# RECORDS TO USE

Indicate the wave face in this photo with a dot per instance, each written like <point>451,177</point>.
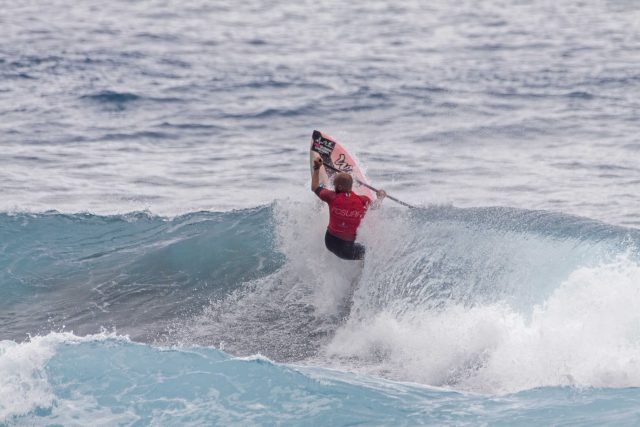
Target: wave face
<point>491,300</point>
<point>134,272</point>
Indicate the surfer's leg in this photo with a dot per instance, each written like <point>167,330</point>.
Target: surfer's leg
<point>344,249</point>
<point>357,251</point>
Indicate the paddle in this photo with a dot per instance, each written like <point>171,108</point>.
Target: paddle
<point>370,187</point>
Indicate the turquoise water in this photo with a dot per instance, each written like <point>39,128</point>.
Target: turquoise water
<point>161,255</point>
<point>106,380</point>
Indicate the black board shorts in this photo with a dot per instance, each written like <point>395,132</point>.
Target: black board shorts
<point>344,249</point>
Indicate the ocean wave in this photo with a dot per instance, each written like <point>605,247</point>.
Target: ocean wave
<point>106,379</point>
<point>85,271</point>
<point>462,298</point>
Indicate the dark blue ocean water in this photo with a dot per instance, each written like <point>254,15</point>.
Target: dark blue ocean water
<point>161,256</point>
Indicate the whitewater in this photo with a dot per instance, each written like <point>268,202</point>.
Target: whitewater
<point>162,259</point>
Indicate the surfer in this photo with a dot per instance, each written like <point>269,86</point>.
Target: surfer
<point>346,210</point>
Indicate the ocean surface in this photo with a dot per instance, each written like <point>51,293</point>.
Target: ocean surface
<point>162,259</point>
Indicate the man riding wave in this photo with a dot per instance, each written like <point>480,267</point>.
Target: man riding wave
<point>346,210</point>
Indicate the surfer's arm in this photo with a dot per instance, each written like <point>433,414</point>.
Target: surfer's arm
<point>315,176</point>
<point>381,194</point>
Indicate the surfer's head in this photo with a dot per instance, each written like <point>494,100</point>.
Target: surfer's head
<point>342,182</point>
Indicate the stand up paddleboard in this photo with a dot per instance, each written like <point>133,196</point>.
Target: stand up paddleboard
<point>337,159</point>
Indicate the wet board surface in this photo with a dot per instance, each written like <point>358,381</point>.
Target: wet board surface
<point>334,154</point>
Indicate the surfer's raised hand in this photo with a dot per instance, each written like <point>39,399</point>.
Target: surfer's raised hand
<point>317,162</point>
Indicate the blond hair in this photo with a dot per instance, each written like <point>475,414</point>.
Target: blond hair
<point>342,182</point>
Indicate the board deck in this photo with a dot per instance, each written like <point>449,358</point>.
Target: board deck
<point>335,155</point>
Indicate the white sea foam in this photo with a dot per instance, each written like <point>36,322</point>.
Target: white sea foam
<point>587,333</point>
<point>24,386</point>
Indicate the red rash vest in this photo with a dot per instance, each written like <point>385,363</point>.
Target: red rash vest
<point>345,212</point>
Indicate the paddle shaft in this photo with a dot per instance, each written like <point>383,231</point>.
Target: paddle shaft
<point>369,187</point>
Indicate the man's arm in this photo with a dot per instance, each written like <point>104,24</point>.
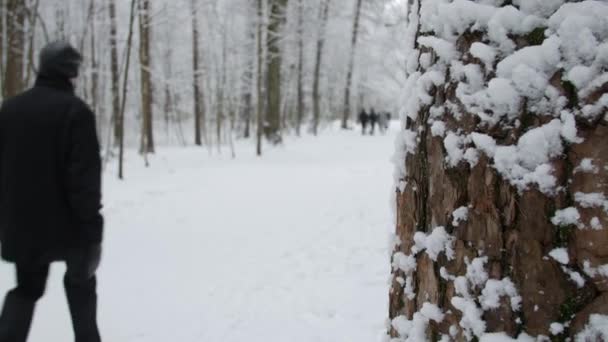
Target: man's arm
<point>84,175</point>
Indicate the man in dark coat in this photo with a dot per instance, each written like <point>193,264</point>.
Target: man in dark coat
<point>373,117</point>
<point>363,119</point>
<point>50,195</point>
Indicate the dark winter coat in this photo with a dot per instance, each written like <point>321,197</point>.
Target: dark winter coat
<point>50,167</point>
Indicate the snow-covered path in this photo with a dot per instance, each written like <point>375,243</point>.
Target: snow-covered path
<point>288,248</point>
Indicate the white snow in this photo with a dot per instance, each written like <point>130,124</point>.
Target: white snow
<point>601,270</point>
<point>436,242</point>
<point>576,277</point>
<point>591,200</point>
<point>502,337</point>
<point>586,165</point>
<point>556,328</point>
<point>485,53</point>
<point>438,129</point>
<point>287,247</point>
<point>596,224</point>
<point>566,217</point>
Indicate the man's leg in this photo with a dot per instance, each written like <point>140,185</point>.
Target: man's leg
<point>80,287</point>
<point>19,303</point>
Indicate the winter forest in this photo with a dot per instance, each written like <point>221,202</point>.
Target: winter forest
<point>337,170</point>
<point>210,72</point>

# YOUR OBJECTIVE
Output all of the records exactly as they appear above, but not the pictures.

# EXERCISE SOLUTION
Indicate the wave face in this photo with a dot per instance, each written like <point>451,177</point>.
Target: wave face
<point>491,300</point>
<point>134,272</point>
Indicate the surfer's leg in this photo with a dot per instance, each written like <point>167,330</point>.
Target: surfer's leg
<point>344,249</point>
<point>357,251</point>
Indicate the paddle in this photo with a dot per instance, each written like <point>171,108</point>.
Target: paddle
<point>370,187</point>
Indicate the turquoise water in this photo with a dot per instance, each written like <point>39,128</point>.
Target: turquoise water
<point>161,255</point>
<point>106,380</point>
Indicate the black board shorts in this photo with a dot per instance, each written like <point>395,132</point>.
Target: black board shorts
<point>344,249</point>
Indicate the ocean wave in this photo with a dot per instance, each written like <point>605,247</point>.
Target: ocean wave
<point>106,379</point>
<point>85,271</point>
<point>462,298</point>
Indicate the dark blue ocean water in this photo with a dot per instance, each written like <point>254,15</point>.
Target: dark blue ocean water
<point>161,256</point>
Indicate the whitewater in this photo with a dot per instance, each written like <point>268,202</point>.
Target: whitewater
<point>162,259</point>
Indicate the surfer in this photo with a dot per instance, each written like <point>269,86</point>.
Target: surfer
<point>346,210</point>
Indicate the ocean surface in this photo with a dot per instance, each written like <point>51,293</point>.
Target: ocean surface
<point>162,259</point>
Indicate the man riding wave in this photo with a dot per instance, each written like <point>480,267</point>.
Target: man riding wave
<point>346,210</point>
Indicate the surfer's arm in this photo with a dot per instance, each written like <point>433,414</point>.
Target: surfer's arm
<point>315,176</point>
<point>381,194</point>
Indicate the surfer's head in this photo with a dot per instance, each written like <point>494,100</point>.
Target: surfer's head
<point>342,182</point>
Indicate the stand up paddleboard in this photo with a dot per instance, each written like <point>133,196</point>.
Target: stand up paddleboard
<point>337,159</point>
Indicate the wet board surface in this photo with a dot per instance, each written like <point>358,381</point>.
Target: wet board surface
<point>334,154</point>
Indicate the surfer's raised hand in this photo with a dot per instance, each written like <point>39,399</point>.
Target: surfer's raised hand
<point>317,162</point>
Indicate the blond hair in this photo with a dot per instance, each written like <point>475,414</point>.
Target: blond hair
<point>342,182</point>
Indicate the board deck in this photo with a dot per instance, each written like <point>449,358</point>.
Target: board deck
<point>335,155</point>
Indicate the white sea foam in this photo with a dot per instance, each written like <point>36,322</point>.
Target: white sea foam
<point>587,333</point>
<point>24,386</point>
Indicate the red rash vest in this photo with a dot per instance, each written like <point>385,363</point>.
Target: red rash vest
<point>345,212</point>
Indicate the paddle shaft in this photo with a dot per instance, each written like <point>383,231</point>.
Target: paddle shaft
<point>369,187</point>
Indicate the man's arm in this photo with a dot per instance, each written like <point>104,24</point>.
Target: man's arm
<point>84,175</point>
Indicate the man in dark coat in this photo with a dot per instance, each written like <point>193,264</point>.
Target: man in dark coat
<point>373,117</point>
<point>363,119</point>
<point>50,195</point>
Indicate the dark winter coat in this photo with a dot per instance, each written like <point>321,197</point>.
Target: dark winter coat
<point>50,167</point>
Indicate the snow-covered path in this photo with a dot per instance, each written like <point>375,243</point>.
Target: snow-covered path
<point>288,248</point>
Indicate the white snow in this photo with a dot per instance, each written like <point>130,124</point>.
Target: white snow
<point>601,270</point>
<point>436,242</point>
<point>576,277</point>
<point>591,200</point>
<point>502,337</point>
<point>586,165</point>
<point>556,328</point>
<point>485,53</point>
<point>438,129</point>
<point>287,247</point>
<point>596,224</point>
<point>566,217</point>
Indicate the man's leg in this photo with a dot per instance, each written like <point>140,185</point>.
Target: man's leg
<point>80,287</point>
<point>19,303</point>
Indicate the winter forest in this photo with a dot per instance, each written like <point>221,202</point>.
Target: winter forest
<point>337,170</point>
<point>210,72</point>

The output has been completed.